─── TEXT SEGMENT ───

Mitzvah Day activity during a General Election

Category: Uncatagorised
  1. Mitzvah Day regularly engages with elected politicians – particularly MPs – as a way of raising awareness of the importance and impact of faith-led social action. This activity is not overtly political – it does not seek to promote the interests of any one politician or party, nor does it seek to influence the policies of any party.
  2. In 2019, for the first time, Mitzvah Day falls during a General Election period. During an election period, the Charity Commission is clear that the need for impartiality and balance is intensified, and charities like Mitzvah Day must take particular care when undertaking any activities in the political arena. Crucially, there are no MPs – only Prospective Parliamentary Candidates (PPCs).
  3. Charities are often visited by parliamentary candidates as part of their election campaigning. This is permitted by charity law and Charity Commission guidance, which states that such visits are a good way for candidates to interact with the local community and for charities to draw attention to their cause – in our case, the importance of community cohesion, social action and volunteering. In order to maintain Mitzvah Day’s political neutrality, we need to ensure that hosting such visits does not endorse a particular candidate by giving them a platform.

─── RECORDS TO PROCESS ───

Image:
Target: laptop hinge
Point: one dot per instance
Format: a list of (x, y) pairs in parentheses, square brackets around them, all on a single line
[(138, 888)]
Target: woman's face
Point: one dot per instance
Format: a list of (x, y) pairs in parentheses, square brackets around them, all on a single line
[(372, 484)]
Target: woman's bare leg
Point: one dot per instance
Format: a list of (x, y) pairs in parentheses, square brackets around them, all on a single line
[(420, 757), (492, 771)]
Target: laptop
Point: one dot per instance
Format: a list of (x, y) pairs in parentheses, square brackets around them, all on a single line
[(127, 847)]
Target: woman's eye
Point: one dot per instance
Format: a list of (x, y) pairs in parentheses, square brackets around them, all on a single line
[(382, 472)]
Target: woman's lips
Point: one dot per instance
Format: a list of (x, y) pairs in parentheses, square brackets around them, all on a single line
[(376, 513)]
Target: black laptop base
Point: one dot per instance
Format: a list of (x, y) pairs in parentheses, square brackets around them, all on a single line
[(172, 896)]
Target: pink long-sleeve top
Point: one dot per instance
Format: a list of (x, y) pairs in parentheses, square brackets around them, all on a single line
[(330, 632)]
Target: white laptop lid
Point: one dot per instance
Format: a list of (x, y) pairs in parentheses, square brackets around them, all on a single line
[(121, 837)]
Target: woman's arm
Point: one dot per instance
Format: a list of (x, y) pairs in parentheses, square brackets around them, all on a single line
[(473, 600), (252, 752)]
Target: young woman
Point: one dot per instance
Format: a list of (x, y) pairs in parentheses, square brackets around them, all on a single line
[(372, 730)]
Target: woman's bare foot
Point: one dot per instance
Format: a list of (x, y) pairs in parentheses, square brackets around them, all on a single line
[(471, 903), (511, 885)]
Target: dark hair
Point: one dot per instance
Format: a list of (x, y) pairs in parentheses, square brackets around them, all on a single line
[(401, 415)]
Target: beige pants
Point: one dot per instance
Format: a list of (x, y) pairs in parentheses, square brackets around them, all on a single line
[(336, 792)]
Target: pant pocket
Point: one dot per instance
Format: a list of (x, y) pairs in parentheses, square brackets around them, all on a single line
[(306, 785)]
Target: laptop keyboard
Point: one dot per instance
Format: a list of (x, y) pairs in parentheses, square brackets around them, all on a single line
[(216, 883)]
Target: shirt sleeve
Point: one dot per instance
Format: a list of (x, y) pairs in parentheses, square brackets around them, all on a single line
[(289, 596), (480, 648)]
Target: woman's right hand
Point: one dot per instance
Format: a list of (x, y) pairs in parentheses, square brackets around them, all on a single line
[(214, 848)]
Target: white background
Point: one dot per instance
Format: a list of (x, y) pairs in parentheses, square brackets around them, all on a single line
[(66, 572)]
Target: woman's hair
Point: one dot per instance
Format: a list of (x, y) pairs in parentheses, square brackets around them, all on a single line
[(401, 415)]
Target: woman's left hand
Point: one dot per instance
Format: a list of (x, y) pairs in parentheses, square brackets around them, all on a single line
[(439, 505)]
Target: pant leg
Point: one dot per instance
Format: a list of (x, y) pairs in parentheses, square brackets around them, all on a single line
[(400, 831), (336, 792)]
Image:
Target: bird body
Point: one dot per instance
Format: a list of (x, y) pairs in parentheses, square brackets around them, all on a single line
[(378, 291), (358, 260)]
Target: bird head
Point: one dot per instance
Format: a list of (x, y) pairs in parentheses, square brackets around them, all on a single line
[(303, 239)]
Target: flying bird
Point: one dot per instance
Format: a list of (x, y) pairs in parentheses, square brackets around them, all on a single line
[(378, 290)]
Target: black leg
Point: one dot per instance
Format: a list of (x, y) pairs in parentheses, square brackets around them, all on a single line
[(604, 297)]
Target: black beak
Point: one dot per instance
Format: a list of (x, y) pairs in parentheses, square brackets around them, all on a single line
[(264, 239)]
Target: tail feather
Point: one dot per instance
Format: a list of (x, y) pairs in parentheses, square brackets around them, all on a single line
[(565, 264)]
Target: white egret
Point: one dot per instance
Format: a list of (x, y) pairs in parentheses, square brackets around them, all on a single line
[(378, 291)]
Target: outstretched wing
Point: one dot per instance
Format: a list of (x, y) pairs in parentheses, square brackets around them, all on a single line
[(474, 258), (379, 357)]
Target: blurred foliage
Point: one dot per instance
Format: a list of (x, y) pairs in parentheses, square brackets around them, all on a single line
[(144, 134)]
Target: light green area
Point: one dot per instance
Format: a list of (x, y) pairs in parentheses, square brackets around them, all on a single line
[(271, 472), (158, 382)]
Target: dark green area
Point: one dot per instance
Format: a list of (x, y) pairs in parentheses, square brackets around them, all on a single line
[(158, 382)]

───

> _TASK REQUIREMENTS_
A: Can you print the entries verbatim, starting at the line that contains "Target: outstretched wing" and stopping after the final line of the entries?
B: Could you carry on the Mitzvah Day election guidance from its last sentence?
The entries and the Mitzvah Day election guidance come from unrelated sources.

> _ANSWERS FOR THIS EXERCISE_
A:
Target: outstretched wing
Point: one dot per instance
Format: a list of (x, y) pairs in parentheses, square brackets around them, all on a single line
[(474, 258), (379, 357)]
Target: blurred foliage
Point: one dot per instance
Format: a list of (x, y) pairs in parentheses, square brackets around them, all on a single line
[(144, 134)]
Target: light green area
Point: one dot per instance
Format: a list of (x, y) pairs in parentheses, square brackets around them, all on a single line
[(271, 472), (158, 382)]
Target: dark green area
Point: one dot per instance
Format: a list of (x, y) pairs in parentheses, square brackets around them, all on a single line
[(158, 382)]

B:
  4. Mitzvah Day’s policy is, therefore, that – where the trustees, employees or volunteer coordinators at specific projects invite parliamentary candidates to events on or around Mitzvah Day – we should invite those from mainstream parties. By this, we mean the Conservative Party, the Labour Party, the Liberal Democrat Party, and the SNP in Scotland, and Plaid Cymru in Wales. Where a candidate was the sitting MP prior to the Election and a member of another party (for example, if they had chosen to leave a mainstream party during the last Parliament), they should also be invited. The Mitzvah Day office will contact the mainstream parties centrally to share that candidates may want to join Mitzvah Day activities.
  5. This does not mean that all parties have to be represented every time Mitzvah Day engages with political parties. Invites should be issued to each party, but it is up to candidates whether they choose to attend. As usual, Mitzvah Day will ensure that any material that we seek to promote to media outlets on or after Mitzvah Day balances representation of the mainstream parties.
  6. Where trustees, employees or volunteer coordinators of a Mitzvah Day project choose to endorse or promote a parliamentary candidate, they should be clear that they are doing so in a personal capacity.


If you have any questions about this guidance, please contact

For background information, the Charity Commission’s guidance on elections is available here .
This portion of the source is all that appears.